=== DATA TO PROCESS ===
......

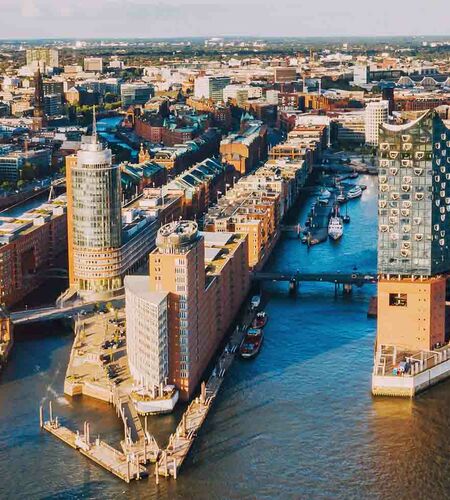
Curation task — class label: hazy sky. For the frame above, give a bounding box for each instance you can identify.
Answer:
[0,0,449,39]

......

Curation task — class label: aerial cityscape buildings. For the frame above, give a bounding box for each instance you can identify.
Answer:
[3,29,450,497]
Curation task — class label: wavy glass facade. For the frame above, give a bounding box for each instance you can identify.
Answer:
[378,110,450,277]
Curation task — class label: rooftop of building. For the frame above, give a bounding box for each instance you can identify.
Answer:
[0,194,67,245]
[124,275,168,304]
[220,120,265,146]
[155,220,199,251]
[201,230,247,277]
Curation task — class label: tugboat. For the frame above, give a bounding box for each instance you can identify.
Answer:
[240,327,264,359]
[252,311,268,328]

......

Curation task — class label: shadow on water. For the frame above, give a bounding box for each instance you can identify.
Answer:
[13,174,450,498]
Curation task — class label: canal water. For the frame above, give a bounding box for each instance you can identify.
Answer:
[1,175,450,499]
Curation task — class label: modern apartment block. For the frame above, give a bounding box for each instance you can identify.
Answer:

......

=== TASK PROMPT ===
Would you copy each line of the records that contains "label"?

=== ANSWER TO THIS PROBLEM ===
Curation task — class label: hazy sky. For the frame above, give a bounding box for each instance you can identify.
Curation task — class label: aerial cityscape buildings. For the frame above, give a bounding box for each instance you can identify.
Curation task — class label: wavy glass facade. For the frame above, give a bounding box for each instance you can identify.
Curation task — class label: rooftop of building. For the frame above, give a bounding box for each instance you can identify.
Curation task — class label: tugboat. For the frame above, give a bounding box for each instance you can identify.
Curation task — class label: shadow on water. For the frame above, give a bounding box for each instance you can identify.
Curation task — class label: canal water. For the frame above, give a bounding box for each instance you can identify.
Curation task — class label: modern apartment block. For the frame above, give a bounding box for each instance you can identify.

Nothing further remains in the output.